EXTRAIT FOURNI:
* * * * *

Tunisie/ interdiction de la publication des sondages : Une hérésie




Dans les démocraties anciennes, les sondages font partie intégrante du jeu politique. Les instituts de sondage scrutent sans cesse l’actualité et les sorties des hommes politiques, qu’ils soient au pouvoir ou dans l’opposition, pour déterminer leur indice de confiance, et la perception de leurs décisions et actions auprès des électeurs. Dans ces pays, il y a une gradualité dans la réalisation et l’analyse des sondages. L’action d’un président en exercice, pour ne citer que cet exemple, est évaluée à l’aune des sondages de début de mandat, de mi-mandat, et de fin de mandat, voire de la veille de la campagne électorale. Sur le long terme, les résultats des sondages sont utilisés comme un outil de comparaison de la cote de popularité entre un président en exercice et son ou ses prédécesseur(s), une manière d’entretenir la mémoire politique collective.

Les prophéties des sondeurs, même si elles ne sont pas exemptes de marge d’erreur, servent de base pour animer les débats publics, permettent aux hommes politiques de rectifier le tir, et à la population d’avoir voix au chapitre, et de se sentir, par ricochet, impliquée dans la gestion des affaires de la cité.

En Tunisie, certes nous n’avons pas une tradition en matière de sondage. Les quelques instituts de sondage locaux sont plutôt spécialisés dans le marketing, la mesure de l’audimat télé, et n’avaient point la latitude d’approcher le champ politique verrouillé sous l’ancien régime. Après le 14 Janvier, et le passage miraculeux de la Tunisie d’un monopartisme figé à un multipartisme démesuré, les instituts de sondage ne pouvaient trouver un meilleur climat pour accompagner et déterminer, autant que faire se peut, les contours cette métamorphose politique sans précédent dans nos contrées. Tout naturellement, les instituts de sondages tunisiens sont novices en politique, leur tâche était, d’autant plus difficile, qu’ils devaient appréhender un champ politique qui était à ses premiers balbutiements, et sonder une population qui était dans sa majorité en totale rupture avec la chose publique, pour les raisons que tout le monde connaît.

Les premiers sondages publiés ont porté sur la notoriété et la popularité des acteurs politiques, ou des partis politiques, leur crédit auprès des électeurs potentiels, la perception de la situation politique et économique par les Tunisiens, etc. Quand bien même leurs résultats étaient à prendre avec prudence, ces premiers sondages exploraient un terrain en friche, et renseignaient quelque peu sur les rapports entre Tunisiens et politiques dans cette reconfiguration postrévolutionnaire. Les médias s’empressaient à en porter les résultats à la connaissance du public. Ils y ont à peine pris goût, que l’instance électorale leur intime l’ordre d’arrêter.

* * * * *

MATÉRIEL D'EXERCICE:
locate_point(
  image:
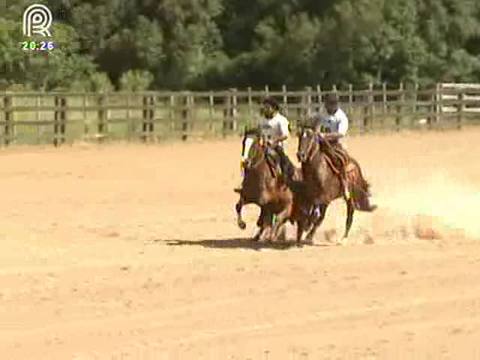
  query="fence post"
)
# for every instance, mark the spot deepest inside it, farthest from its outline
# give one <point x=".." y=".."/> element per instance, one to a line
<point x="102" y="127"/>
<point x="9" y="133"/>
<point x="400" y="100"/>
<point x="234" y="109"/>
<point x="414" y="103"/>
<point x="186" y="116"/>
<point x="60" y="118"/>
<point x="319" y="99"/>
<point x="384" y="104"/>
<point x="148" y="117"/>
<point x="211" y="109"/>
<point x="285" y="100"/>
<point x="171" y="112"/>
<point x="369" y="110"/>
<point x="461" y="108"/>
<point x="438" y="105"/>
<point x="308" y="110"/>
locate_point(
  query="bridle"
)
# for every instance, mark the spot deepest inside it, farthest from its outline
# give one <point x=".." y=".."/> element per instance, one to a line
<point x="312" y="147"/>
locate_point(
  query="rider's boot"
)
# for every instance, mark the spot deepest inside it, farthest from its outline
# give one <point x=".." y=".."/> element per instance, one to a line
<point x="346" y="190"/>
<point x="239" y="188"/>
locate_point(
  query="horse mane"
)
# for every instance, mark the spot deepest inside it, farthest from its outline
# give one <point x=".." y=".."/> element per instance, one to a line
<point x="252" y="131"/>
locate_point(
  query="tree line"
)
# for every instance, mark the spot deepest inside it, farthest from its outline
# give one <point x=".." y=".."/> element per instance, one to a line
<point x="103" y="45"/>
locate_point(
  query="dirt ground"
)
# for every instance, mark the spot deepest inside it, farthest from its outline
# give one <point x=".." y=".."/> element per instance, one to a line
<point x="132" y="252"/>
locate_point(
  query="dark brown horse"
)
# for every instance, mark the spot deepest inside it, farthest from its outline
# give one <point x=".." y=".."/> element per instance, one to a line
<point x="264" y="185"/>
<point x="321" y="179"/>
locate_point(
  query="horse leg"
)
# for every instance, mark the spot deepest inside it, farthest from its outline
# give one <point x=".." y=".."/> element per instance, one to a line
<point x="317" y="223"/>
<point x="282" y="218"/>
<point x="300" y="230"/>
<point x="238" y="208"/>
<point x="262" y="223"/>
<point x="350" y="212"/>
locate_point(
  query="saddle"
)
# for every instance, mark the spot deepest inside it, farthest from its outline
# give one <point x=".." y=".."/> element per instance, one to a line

* * * * *

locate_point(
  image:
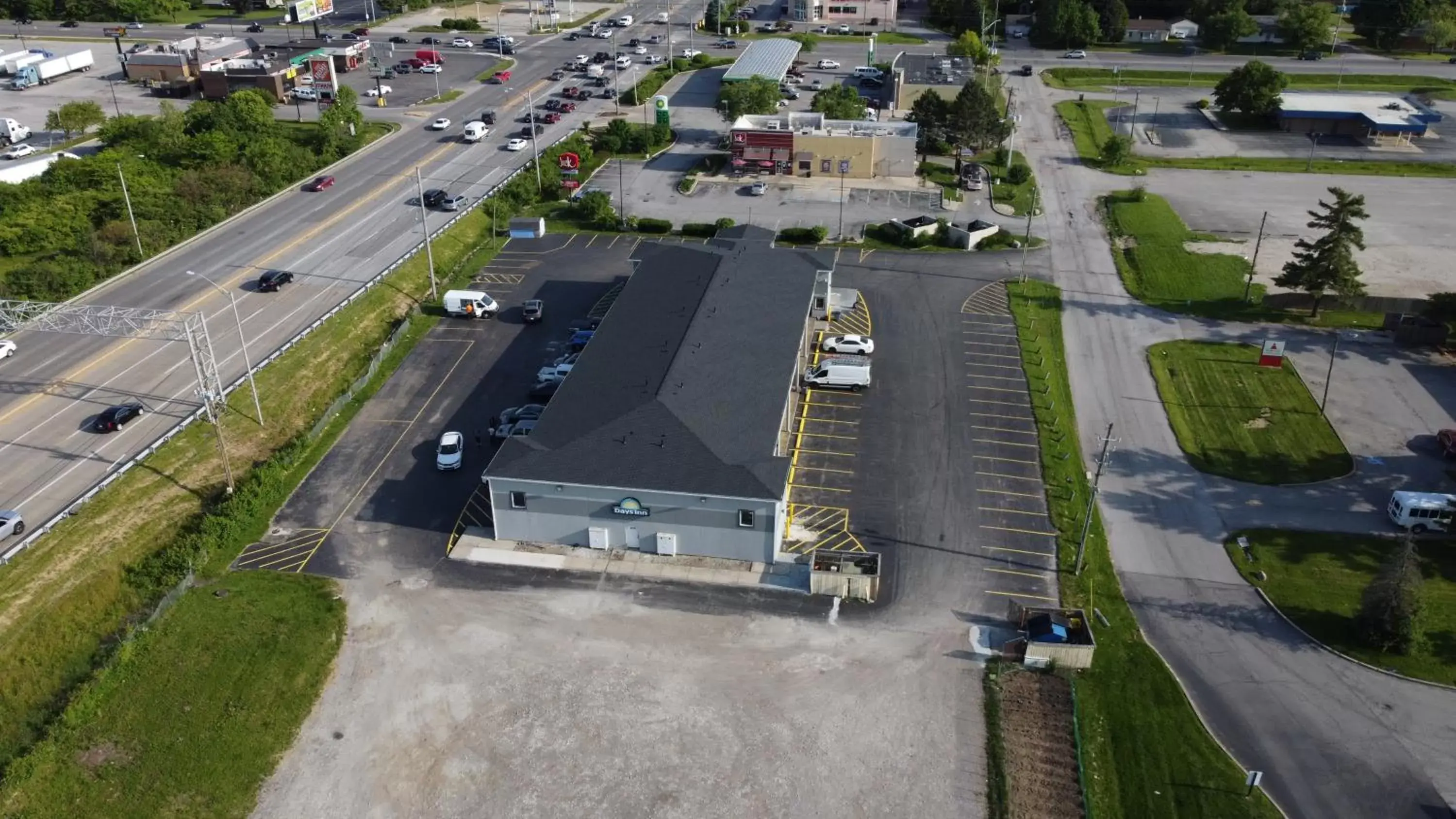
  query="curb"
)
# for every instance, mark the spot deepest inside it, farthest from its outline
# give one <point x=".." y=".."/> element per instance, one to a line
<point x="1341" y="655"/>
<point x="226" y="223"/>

* * * * *

TÂCHES ET EXERCICES:
1. Comptez les lignes des enregistrements où figure la chaîne « query », et donnez seulement ce nombre.
2. Prolongez l'article sur l'interdiction de publier les sondages en Tunisie à partir de sa dernière phrase.

RÉSULTATS PAR TÂCHE:
1. 10

2.
Cette interdiction prend effet à partir du 1er octobre, à la veille du démarrage de la campagne électorale prévue le 02 octobre. Raison invoquée : le vide juridique et institutionnel garant de la neutralité et de la transparence des sondages en période électorale. Un argument peu solide. En cette période transitoire, la Tunisie vit un vide juridique ambiant, nos lois ont été tellement dénaturées et travesties, qu’elles risquent d’être considérées, au moins en partie, comme nulles et non avenues.

La Tunisie vivra dans quelques semaines les premières élections libres, transparentes et démocratiques de son histoire. Celles-ci seront précédées par une campagne électorale, pas comme ses précédentes, avec des temps de parole et des règles équitables pour tous les candidats.

A l’approche de l’échéance électorale, les instituts de sondage doivent fonctionner à plein régime, pour dévoiler les intentions de vote, les résultats dont sont crédités les différents partis, le taux de participation prévisible aux élections, etc. Mais cela ne sert à rien de réaliser des sondages pour que leurs résultats restent dans les tiroirs, la presse n’ayant pas le droit de les diffuser. Une interdiction dont les motifs restent flous. De quoi a-t-on peur ? D’influencer les électeurs peut-être ? Ce serait une insulte à l’intelligence du Tunisien et à sa capacité d’exprimer dans les urnes ses intimes convictions, en toute âme et conscience. Et puis, pourquoi vouloir imposer des restrictions aux médias, à l’heure où ils peinent à se remettre de leur atonie encore récente.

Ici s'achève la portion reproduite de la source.